### Problem
The answer is to be the data below, written out in full and exactly.

Entries shown below:

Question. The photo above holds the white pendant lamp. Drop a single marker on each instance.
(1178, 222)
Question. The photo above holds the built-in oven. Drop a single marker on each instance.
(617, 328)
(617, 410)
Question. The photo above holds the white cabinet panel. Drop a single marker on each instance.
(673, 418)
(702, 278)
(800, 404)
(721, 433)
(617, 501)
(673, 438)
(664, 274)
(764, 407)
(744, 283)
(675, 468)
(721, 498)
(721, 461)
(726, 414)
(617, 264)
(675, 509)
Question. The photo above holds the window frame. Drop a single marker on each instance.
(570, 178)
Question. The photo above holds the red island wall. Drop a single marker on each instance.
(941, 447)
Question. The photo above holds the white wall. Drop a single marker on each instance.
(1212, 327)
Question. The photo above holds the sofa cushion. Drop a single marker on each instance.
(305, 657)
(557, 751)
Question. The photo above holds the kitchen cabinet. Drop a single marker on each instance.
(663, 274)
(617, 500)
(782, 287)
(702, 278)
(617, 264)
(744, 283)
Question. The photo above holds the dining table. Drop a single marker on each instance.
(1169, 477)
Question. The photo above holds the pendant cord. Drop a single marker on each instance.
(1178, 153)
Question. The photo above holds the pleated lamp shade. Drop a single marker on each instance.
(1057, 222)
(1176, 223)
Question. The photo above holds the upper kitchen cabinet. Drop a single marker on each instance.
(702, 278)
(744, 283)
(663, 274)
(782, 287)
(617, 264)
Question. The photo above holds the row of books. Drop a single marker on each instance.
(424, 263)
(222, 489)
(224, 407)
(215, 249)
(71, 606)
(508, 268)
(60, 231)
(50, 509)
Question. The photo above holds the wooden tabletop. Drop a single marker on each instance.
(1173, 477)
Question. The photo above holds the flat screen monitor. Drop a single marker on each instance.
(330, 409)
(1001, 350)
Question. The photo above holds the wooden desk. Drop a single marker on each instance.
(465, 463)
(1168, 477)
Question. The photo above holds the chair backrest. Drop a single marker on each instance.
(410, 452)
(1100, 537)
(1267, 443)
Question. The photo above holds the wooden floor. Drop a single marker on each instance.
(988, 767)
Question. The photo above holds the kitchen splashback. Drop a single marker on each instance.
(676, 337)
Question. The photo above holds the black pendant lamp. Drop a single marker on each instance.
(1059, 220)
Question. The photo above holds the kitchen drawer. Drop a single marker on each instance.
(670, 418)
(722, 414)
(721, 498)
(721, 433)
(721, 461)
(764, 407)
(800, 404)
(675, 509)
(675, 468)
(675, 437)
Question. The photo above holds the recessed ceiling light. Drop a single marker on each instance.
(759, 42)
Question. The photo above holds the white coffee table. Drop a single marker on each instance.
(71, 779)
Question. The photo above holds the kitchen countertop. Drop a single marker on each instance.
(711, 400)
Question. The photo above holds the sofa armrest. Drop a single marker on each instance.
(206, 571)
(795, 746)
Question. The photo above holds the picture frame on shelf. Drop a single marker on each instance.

End of Entries shown.

### Result of the exercise
Question. The photo above holds the white pendant lamp. Drop a single marker on each instance.
(1178, 222)
Question. The photo above holds the built-in oven. Drop a single marker on each instance.
(617, 328)
(617, 410)
Question. The photo above holds the white cabinet panel. Drop a single marker on each instance.
(673, 418)
(702, 278)
(800, 404)
(721, 433)
(617, 501)
(673, 438)
(664, 274)
(764, 407)
(744, 283)
(675, 468)
(721, 498)
(721, 461)
(726, 414)
(617, 264)
(675, 509)
Question. The photo above holds the window frame. Drop a single marker on each instance.
(570, 178)
Question. The photo above holds the red island wall. Drop a single marker on each instance.
(941, 447)
Question. The photo above holds the white wall. Drop a single marker on each instance.
(1212, 327)
Question. The photo above holds the sofa cushion. Drop a single marker on each instance.
(305, 657)
(557, 751)
Question. The photo above holds the kitchen cabinet. Drop a single marker on each instance.
(663, 274)
(617, 500)
(782, 287)
(702, 278)
(617, 264)
(744, 283)
Question. The photo above holds the dining table. Drop a single marker on each instance.
(1169, 477)
Question. The photo above holds the pendant cord. Drop a single marker on each instance.
(1178, 153)
Question. The photo above holds the pleated lamp shade. Drop a single marker on each instance.
(1057, 222)
(1176, 223)
Question. The photo above holds the upper kitchen cabinet. Drop a single marker on each instance.
(702, 278)
(744, 283)
(663, 274)
(782, 287)
(617, 264)
Question. The photo above holds the row of books. Drop a single marker on each instance.
(424, 263)
(222, 489)
(224, 407)
(215, 249)
(71, 606)
(508, 268)
(60, 231)
(50, 509)
Question. The photo above holds the wooden tabletop. Drop a single marker on each instance.
(1173, 477)
Question. The photo above holds the flat screen monitor. Drop a single marker on each instance.
(330, 409)
(1001, 350)
Question. The photo above holds the wooden desk. Drop a single marker on each instance.
(465, 463)
(1168, 477)
Question. The photo above holds the chair backrest. Drop a single marker on each instance.
(410, 452)
(1100, 537)
(1267, 443)
Question. The photo above holds the wooden floor. Drop a single marker on each instance.
(988, 767)
Question. The photo above holds the kitchen splashback. Drop a single marker on each instance.
(676, 337)
Question. The photo above holds the black pendant lamp. Drop a single marker on each instance.
(1059, 220)
Question. The photo above holds the kitchen drawer. Drop a single marker on each instance.
(670, 418)
(722, 414)
(721, 498)
(721, 433)
(721, 461)
(764, 407)
(800, 404)
(675, 509)
(675, 468)
(675, 437)
Question. The photo above holds the recessed ceiling light. Drop a single marker on each instance.
(759, 42)
Question. The photo above holds the white coffee table. Drop a single marker on each instance.
(71, 779)
Question. The photo above holds the kitchen countertop. Drop a single marker on each instance.
(711, 400)
Question. The photo above holds the sofa armrest. Drop a single marker on each instance.
(206, 571)
(795, 746)
Question. The photo above holds the picture frame on shelf. Drop a single marker on each instance.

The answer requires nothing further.